(Items from a data source)
=====

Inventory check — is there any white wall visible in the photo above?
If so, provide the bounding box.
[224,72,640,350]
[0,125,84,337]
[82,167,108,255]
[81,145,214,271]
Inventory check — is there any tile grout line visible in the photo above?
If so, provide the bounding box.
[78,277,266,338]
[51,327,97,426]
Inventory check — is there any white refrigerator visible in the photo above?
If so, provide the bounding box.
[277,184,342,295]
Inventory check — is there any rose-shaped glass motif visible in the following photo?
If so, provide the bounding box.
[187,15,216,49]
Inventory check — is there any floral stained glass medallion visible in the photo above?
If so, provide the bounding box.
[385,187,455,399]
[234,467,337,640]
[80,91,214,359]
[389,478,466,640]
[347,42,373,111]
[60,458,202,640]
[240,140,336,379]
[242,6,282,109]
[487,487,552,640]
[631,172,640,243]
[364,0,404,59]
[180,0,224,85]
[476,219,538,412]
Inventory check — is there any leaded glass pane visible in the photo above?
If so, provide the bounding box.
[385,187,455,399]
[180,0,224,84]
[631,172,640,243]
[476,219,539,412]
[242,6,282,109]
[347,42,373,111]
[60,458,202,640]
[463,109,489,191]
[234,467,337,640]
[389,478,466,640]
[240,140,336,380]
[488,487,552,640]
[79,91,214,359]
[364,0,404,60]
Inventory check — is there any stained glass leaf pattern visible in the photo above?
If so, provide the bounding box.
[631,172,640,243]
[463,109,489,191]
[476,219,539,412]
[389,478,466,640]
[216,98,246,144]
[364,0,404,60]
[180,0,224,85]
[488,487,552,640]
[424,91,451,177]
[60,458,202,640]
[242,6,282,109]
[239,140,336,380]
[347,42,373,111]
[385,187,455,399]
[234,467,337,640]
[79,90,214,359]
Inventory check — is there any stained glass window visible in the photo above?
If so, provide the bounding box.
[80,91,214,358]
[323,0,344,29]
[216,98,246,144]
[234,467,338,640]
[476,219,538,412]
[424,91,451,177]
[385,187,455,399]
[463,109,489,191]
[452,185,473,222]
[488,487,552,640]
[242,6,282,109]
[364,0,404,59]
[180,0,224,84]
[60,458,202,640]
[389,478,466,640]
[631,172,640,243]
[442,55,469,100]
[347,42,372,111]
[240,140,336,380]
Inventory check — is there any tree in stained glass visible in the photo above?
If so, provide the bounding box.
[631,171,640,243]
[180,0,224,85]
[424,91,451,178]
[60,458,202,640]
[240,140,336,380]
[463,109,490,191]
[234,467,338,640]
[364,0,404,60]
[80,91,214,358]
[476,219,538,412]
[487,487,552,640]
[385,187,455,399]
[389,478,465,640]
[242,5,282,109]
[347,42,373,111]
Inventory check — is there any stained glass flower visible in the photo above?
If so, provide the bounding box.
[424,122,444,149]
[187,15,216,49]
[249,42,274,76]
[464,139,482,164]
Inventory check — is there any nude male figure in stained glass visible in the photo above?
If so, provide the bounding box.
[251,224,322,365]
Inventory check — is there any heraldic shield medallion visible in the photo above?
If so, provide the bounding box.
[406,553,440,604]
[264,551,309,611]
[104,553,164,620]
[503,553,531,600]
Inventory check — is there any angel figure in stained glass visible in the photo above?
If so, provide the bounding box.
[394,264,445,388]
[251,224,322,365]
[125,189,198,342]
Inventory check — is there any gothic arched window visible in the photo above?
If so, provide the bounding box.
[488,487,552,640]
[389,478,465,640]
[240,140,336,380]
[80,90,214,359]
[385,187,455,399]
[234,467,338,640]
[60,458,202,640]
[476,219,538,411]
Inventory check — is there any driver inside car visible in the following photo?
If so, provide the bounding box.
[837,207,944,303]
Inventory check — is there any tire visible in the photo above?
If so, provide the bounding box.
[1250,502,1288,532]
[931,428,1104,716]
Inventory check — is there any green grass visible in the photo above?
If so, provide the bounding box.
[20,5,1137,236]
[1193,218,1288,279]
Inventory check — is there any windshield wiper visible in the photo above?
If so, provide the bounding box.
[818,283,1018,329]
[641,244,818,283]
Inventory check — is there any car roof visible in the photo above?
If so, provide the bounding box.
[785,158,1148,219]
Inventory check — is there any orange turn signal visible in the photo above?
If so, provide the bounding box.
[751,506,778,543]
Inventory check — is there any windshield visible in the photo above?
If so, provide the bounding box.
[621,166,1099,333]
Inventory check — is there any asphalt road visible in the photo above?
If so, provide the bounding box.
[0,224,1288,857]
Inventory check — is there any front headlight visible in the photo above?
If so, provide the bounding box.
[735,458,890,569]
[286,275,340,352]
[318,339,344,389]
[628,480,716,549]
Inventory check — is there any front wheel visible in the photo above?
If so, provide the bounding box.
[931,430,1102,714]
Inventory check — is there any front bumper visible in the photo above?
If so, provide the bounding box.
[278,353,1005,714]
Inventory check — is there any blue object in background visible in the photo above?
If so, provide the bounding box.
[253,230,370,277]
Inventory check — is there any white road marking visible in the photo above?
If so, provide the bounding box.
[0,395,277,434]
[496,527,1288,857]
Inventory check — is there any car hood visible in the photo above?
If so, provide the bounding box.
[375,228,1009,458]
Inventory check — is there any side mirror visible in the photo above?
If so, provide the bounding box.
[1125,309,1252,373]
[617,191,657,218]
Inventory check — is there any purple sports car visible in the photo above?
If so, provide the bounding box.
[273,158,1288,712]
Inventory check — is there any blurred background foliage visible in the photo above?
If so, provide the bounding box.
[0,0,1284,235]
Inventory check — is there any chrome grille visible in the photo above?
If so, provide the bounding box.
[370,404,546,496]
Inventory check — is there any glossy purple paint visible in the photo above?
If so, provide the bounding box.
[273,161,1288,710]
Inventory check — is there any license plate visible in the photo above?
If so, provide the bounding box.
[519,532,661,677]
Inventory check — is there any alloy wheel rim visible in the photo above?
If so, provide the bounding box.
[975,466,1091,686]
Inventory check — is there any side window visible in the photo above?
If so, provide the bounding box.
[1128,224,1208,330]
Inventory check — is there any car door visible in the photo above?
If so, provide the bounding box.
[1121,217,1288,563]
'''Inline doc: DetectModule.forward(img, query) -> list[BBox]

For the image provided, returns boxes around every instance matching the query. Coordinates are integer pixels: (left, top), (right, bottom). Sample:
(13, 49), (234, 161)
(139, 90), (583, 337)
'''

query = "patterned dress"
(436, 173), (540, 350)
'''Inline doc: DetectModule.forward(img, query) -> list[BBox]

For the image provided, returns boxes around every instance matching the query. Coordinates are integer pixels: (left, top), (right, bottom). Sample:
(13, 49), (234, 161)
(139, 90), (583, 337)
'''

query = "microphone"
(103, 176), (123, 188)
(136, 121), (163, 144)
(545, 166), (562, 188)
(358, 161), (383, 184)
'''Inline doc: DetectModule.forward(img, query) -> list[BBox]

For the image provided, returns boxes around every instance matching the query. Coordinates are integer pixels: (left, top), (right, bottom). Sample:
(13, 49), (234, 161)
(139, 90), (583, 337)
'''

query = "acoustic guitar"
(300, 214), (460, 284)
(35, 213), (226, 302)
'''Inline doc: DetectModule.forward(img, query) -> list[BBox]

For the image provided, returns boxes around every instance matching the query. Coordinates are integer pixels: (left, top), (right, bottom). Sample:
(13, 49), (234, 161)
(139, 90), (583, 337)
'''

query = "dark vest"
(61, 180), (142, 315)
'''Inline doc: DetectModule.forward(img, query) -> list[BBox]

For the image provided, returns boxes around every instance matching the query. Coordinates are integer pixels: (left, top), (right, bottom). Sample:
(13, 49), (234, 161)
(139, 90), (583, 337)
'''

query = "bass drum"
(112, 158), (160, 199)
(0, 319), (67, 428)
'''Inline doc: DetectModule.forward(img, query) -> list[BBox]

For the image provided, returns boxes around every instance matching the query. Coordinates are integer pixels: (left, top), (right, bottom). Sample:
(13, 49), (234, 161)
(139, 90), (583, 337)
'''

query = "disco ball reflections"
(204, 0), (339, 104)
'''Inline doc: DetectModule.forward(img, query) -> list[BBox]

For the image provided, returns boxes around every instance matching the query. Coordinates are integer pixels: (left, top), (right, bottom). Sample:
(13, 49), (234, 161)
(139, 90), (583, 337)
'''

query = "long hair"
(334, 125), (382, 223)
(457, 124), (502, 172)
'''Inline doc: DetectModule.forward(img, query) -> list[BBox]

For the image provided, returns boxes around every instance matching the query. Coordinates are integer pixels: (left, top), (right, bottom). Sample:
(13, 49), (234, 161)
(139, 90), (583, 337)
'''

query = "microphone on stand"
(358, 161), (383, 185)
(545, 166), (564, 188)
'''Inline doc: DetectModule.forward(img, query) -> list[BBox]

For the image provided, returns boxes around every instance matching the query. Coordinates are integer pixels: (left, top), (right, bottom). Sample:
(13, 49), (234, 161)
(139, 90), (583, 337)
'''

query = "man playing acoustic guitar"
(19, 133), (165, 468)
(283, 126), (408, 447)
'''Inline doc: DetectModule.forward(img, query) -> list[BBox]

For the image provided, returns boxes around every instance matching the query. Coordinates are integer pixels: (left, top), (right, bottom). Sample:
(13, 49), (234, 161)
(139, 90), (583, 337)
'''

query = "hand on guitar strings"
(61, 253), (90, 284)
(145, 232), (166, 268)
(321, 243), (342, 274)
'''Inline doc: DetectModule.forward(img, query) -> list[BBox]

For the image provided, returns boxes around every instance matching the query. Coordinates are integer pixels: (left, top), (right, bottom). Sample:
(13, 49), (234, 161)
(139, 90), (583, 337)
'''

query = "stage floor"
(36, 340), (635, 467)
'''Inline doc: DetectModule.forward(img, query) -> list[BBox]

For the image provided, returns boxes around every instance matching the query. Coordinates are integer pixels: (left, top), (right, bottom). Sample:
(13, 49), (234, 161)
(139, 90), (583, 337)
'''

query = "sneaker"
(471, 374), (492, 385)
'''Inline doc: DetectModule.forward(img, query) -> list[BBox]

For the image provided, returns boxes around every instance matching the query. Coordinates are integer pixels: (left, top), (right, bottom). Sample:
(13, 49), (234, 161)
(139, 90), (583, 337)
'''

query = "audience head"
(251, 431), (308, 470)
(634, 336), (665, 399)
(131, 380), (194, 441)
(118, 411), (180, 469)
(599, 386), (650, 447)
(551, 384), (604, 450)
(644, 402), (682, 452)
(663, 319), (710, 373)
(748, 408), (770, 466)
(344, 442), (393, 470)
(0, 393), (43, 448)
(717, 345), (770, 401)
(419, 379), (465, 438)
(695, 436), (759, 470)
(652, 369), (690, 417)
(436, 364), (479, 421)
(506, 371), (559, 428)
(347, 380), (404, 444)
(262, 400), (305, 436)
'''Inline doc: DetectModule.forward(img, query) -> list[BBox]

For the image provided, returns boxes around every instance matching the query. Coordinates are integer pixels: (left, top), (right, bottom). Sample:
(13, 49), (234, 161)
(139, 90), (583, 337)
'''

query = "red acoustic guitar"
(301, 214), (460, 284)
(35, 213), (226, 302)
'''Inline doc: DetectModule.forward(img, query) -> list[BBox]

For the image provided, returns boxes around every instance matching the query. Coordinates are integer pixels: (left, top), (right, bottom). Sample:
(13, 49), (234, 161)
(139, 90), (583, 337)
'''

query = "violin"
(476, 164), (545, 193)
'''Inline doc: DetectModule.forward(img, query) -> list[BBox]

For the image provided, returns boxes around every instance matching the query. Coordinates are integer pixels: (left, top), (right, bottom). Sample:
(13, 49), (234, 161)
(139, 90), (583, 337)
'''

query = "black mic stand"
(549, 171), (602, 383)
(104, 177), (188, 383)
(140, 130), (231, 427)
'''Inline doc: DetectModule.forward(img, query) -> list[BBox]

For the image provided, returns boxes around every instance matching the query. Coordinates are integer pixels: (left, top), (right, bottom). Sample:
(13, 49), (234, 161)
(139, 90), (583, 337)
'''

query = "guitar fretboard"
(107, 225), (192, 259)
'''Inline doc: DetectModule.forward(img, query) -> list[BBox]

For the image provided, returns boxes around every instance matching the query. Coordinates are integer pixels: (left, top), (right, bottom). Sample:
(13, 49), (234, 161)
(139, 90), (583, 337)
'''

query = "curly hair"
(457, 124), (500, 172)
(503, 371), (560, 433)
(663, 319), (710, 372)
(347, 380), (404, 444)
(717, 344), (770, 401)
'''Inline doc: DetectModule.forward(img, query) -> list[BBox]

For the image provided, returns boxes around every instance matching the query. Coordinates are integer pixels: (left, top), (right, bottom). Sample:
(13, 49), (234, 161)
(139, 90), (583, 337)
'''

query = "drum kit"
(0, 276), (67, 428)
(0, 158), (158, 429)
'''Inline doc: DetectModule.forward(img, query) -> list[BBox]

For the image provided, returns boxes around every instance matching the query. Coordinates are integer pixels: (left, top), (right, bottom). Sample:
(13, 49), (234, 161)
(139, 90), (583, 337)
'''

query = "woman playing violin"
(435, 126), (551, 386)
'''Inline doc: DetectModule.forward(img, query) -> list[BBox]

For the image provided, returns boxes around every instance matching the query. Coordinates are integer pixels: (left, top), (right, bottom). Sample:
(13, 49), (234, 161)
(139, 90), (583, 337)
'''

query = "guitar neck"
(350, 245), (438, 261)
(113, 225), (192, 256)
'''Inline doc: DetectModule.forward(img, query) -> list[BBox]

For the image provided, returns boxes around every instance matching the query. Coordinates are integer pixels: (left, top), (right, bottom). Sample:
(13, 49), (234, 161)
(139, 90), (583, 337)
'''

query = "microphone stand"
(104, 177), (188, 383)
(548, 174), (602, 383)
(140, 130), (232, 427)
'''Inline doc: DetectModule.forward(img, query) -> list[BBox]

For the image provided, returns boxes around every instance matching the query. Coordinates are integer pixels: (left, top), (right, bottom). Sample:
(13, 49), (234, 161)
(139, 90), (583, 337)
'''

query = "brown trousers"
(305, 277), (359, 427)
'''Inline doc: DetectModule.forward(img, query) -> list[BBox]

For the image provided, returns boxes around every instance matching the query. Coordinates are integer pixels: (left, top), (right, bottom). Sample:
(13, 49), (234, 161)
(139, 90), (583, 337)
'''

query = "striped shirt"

=====

_Stated task_. Copy out, word for word, the lines of the entries above from the one containing "Inventory check — is there any tire" through the one containing "[641,244,818,283]", including both of those lines.

_Complete answer_.
Inventory check — is there any tire visible in the photo above?
If so, provide the bounding box.
[1250,502,1288,532]
[931,428,1104,716]
Inventory check — is there any green grass visible in the photo above?
If so, provide the bounding box.
[20,5,1137,236]
[1193,218,1288,279]
Inventory check — is there any windshield wiper visible in the photo above?
If so, provide the bounding box.
[818,283,1018,329]
[641,244,818,283]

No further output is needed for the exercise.